BEGIN

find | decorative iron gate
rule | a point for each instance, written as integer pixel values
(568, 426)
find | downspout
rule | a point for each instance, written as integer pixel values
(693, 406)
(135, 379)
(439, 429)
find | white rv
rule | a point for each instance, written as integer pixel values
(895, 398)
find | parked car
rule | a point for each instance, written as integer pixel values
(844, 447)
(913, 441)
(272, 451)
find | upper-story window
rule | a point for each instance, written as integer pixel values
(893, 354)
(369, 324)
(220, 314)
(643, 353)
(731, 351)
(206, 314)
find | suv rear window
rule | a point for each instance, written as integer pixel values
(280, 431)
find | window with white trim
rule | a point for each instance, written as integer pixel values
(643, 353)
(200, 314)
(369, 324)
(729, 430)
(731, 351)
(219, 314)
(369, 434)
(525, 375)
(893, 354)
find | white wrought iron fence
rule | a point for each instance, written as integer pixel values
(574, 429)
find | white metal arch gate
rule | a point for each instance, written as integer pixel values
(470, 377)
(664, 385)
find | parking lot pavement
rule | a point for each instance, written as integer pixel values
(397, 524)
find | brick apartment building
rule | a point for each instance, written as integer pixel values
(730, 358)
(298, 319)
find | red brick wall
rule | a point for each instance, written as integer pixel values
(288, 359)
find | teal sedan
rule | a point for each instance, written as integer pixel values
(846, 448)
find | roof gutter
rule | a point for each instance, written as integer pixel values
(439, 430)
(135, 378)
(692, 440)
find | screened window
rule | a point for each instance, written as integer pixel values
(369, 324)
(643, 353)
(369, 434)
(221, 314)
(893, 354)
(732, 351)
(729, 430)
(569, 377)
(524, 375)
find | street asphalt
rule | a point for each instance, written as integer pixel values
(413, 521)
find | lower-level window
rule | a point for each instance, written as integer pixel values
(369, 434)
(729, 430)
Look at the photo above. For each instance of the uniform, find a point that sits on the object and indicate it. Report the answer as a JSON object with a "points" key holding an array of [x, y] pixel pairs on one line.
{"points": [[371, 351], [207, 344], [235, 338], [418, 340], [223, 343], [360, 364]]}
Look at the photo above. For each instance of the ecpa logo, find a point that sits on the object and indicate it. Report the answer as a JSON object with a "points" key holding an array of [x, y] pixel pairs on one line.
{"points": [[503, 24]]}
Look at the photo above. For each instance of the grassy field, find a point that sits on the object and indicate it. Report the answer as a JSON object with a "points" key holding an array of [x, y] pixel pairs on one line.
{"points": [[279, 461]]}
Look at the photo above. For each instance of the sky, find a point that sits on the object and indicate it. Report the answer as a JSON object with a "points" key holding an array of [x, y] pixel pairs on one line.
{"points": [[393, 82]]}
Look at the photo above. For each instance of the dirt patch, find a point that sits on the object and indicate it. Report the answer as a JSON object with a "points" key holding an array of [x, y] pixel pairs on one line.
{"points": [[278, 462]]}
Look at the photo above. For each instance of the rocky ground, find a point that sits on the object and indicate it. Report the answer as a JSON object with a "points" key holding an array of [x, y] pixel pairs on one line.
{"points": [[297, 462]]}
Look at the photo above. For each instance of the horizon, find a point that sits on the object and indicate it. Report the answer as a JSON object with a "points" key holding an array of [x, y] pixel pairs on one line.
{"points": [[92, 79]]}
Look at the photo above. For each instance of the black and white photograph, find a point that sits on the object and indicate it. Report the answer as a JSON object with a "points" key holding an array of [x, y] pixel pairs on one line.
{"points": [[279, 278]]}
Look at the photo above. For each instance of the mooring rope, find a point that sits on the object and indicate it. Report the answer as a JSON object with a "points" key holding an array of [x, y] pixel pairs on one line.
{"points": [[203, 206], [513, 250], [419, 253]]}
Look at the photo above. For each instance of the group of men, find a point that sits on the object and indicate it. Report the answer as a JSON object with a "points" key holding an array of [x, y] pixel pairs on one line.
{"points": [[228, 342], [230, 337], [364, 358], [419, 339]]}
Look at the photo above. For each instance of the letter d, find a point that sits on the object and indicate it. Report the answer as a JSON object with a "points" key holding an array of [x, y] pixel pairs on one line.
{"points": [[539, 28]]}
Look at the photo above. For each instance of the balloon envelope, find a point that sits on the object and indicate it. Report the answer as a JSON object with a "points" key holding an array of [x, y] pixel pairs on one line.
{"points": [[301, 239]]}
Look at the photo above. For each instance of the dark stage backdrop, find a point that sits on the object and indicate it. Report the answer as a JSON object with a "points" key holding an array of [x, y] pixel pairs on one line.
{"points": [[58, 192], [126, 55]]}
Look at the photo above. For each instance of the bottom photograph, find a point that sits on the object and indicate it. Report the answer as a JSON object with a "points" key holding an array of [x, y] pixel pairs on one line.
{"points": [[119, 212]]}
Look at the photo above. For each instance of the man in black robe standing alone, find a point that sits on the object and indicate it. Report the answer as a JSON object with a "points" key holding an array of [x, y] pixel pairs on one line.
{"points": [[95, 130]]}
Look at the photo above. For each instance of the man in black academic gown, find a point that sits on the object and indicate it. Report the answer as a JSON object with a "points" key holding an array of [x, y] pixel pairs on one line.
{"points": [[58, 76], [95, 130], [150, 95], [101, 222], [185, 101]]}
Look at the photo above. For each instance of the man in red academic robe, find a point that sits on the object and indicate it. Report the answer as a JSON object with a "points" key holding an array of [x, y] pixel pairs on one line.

END

| To do |
Reproduce the records above in full and with exact wording.

| Answer below |
find | decorative iron gate
rule | a point for each instance, written as integer pixel values
(568, 426)
find | downspout
rule | a point for each instance, written as integer pixel values
(693, 406)
(135, 379)
(439, 429)
find | white rv
rule | a point for each instance, written as integer pixel values
(895, 398)
find | parked car
rule | a point for each instance, written as integer pixel values
(844, 447)
(913, 441)
(272, 451)
find | upper-story window
rule | a point for each instance, written as integer pixel values
(893, 354)
(369, 324)
(220, 314)
(643, 353)
(731, 351)
(206, 314)
find | suv rear window
rule | a point for each instance, written as integer pixel values
(280, 431)
find | window with white trim
rule | a point for each instance, written as integer pixel values
(643, 353)
(200, 314)
(369, 324)
(729, 430)
(731, 351)
(219, 314)
(369, 434)
(525, 375)
(893, 354)
find | white wrought iron fence
rule | a point for each instance, written as integer pixel values
(574, 429)
find | white metal arch gate
rule | a point for each instance, written as integer pixel values
(470, 377)
(664, 385)
find | parking lot pavement
rule | a point for each instance, written as integer pixel values
(397, 524)
find | brick apartment building
rule | a point for each instance, written as integer pixel values
(730, 358)
(298, 319)
find | red brick wall
rule | a point for each instance, written as integer pixel values
(288, 359)
find | teal sedan
rule | a point for each instance, written as integer pixel values
(846, 448)
find | roof gutter
rule | a point for each instance, written as integer pixel values
(439, 430)
(135, 378)
(692, 440)
find | screened window
rule | a point for each instance, written as integer pixel values
(369, 324)
(643, 353)
(369, 434)
(221, 314)
(893, 354)
(732, 351)
(729, 430)
(569, 377)
(524, 375)
find | street asphalt
rule | a point for each instance, written as integer pixel values
(413, 521)
find | lower-level window
rule | a point for each instance, written as integer pixel values
(369, 434)
(729, 430)
Look at the photo above. For each instance of the uniform, find a point that sits on the object and indicate it. Report the answer as a JSON object with a "points" key holding an array of [x, y] pixel pairs on one line.
{"points": [[371, 351], [207, 344], [235, 338], [418, 340], [223, 343], [360, 364]]}
Look at the photo above. For each instance of the ecpa logo, find a point that sits on the object and indicate it. Report the answer as a JSON object with a "points" key holding an array of [x, y] pixel pairs on one line.
{"points": [[503, 24]]}
Look at the photo above. For each instance of the grassy field, find a point that sits on the object and indicate it. Report the answer as a JSON object with a "points" key holding an array of [x, y] pixel pairs on one line.
{"points": [[279, 461]]}
Look at the photo above. For each instance of the sky, find a point that sits on the object and indicate it. Report the answer as a JSON object with a "points" key holding an array of [x, y] pixel pairs on one line.
{"points": [[393, 82]]}
Look at the photo above. For each instance of the dirt patch, find a point that sits on the object and indicate it. Report the answer as a JSON object with a "points" key holding an array of [x, y] pixel pairs on one line.
{"points": [[278, 462]]}
Look at the photo above. For each instance of the rocky ground, find a point that sits on the object and indicate it. Report the answer as a JSON object with a "points" key holding an array of [x, y] pixel pairs on one line.
{"points": [[297, 462]]}
Look at the photo above. For each instance of the horizon, find a point that sits on the object and indicate it. Report the answer as a JSON object with a "points" key holding an array of [x, y] pixel pairs on one line.
{"points": [[92, 79]]}
Look at the photo above. For each instance of the black and white photograph, find a point that sits on the object and indicate it. Report the answer as a JSON object with a "points" key holding an array of [x, y] pixel pairs on one line.
{"points": [[279, 278]]}
Look at the photo above. For each instance of the mooring rope, find a point that sits on the object and indicate it. Report the answer as a JSON object with a "points" key holding an array of [x, y] pixel pairs on one line.
{"points": [[203, 206], [513, 250], [419, 253]]}
Look at the photo above. For each instance of the group of men, find a point that sits on the object and indicate it. Report the answer as a JSON object with a "points" key holding an array of [x, y] pixel pairs on one line.
{"points": [[228, 342], [230, 337], [364, 358], [419, 339]]}
Look at the photo above. For each instance of the letter d, find a point that sits on the object and indicate it. Report the answer as a JSON object with a "points" key holding an array of [x, y] pixel pairs on one line.
{"points": [[539, 28]]}
Look at the photo above. For each instance of the balloon envelope, find a point that sits on the object and indicate it. Report the answer as a JSON object with a "points" key holding an array of [x, y] pixel pairs on one line.
{"points": [[301, 239]]}
Look at the photo above. For each instance of the dark stage backdrop, find a point that sits on the object and indicate it. Report the answer as a JSON object with a "points" key holding an array of [x, y] pixel pairs on one line.
{"points": [[58, 192], [126, 55]]}
Look at the photo above. For each instance of the bottom photograph, find a point that sits on the object and indicate it. Report the answer as a JSON object with a "points" key holding an array of [x, y] pixel pairs on one line.
{"points": [[119, 212]]}
Look at the photo above. For each instance of the man in black robe standing alone, find a point that sits on the object and indicate it. Report the answer as a JSON object with a "points" key holding an array of [x, y] pixel pairs on one line.
{"points": [[95, 130]]}
Look at the photo above. For each instance of the man in black academic gown, find a point that sits on the object and indicate it. Report the answer as a JSON object with a "points" key holding an array of [x, y] pixel pairs on one line.
{"points": [[58, 76], [95, 130], [150, 95], [101, 222], [185, 101]]}
Look at the photo above. For each instance of the man in red academic robe, find a point that sits on the object and indicate it. Report the answer as a JSON object with a "points" key holding an array of [x, y] pixel pairs on one line.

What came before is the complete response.